WHAT TO WORK ON ->
Reproduce the lines from the one holding "of the wooden" through the end of the records, inclusive and with the requests included, multiplying each answer coordinate by 1.45 and rounding to a whole number with halves going up. Leave the numbers in the requests and their sample points unchanged, and omit the pictures.

DATA ROWS ->
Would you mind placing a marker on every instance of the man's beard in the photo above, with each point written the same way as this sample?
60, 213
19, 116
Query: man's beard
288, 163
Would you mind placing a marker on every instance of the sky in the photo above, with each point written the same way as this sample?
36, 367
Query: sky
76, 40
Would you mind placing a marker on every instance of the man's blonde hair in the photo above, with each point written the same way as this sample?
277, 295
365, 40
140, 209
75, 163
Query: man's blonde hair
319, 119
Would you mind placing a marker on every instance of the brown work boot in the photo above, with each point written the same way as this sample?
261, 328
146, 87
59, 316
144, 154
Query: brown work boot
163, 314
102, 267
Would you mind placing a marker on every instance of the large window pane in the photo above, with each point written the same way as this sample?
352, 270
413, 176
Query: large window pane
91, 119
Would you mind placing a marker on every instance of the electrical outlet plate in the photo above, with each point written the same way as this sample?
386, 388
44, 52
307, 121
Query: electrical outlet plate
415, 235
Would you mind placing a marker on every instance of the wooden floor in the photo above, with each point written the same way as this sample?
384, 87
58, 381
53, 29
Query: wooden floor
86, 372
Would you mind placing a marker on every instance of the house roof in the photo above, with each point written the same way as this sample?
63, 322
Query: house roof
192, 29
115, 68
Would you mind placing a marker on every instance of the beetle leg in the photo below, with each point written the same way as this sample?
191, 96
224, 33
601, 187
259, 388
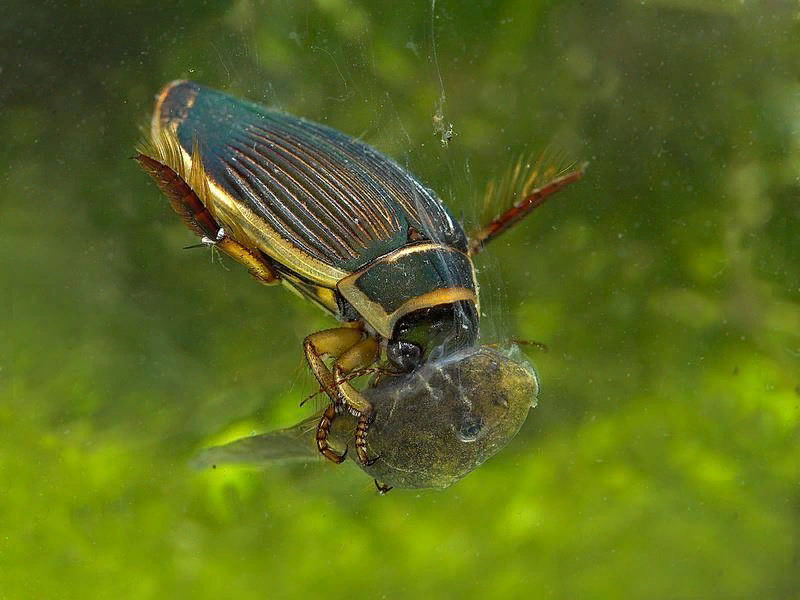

RESPONSE FOR THIS EXERCISE ->
Would you mind placing a marker on every instance of the wooden floor in the photo above, with each point written the same way as this sample?
384, 87
58, 381
53, 29
Query: wooden floor
125, 539
Would you mind placing a marker on every instance of the house roof in the photo above, with each point written the same way as this sample?
63, 322
Query: house roof
278, 42
167, 99
Would you mind placing a marker on every instance of the beetle leg in the photo below, with each point written the same way as this sample?
191, 96
224, 33
601, 187
259, 388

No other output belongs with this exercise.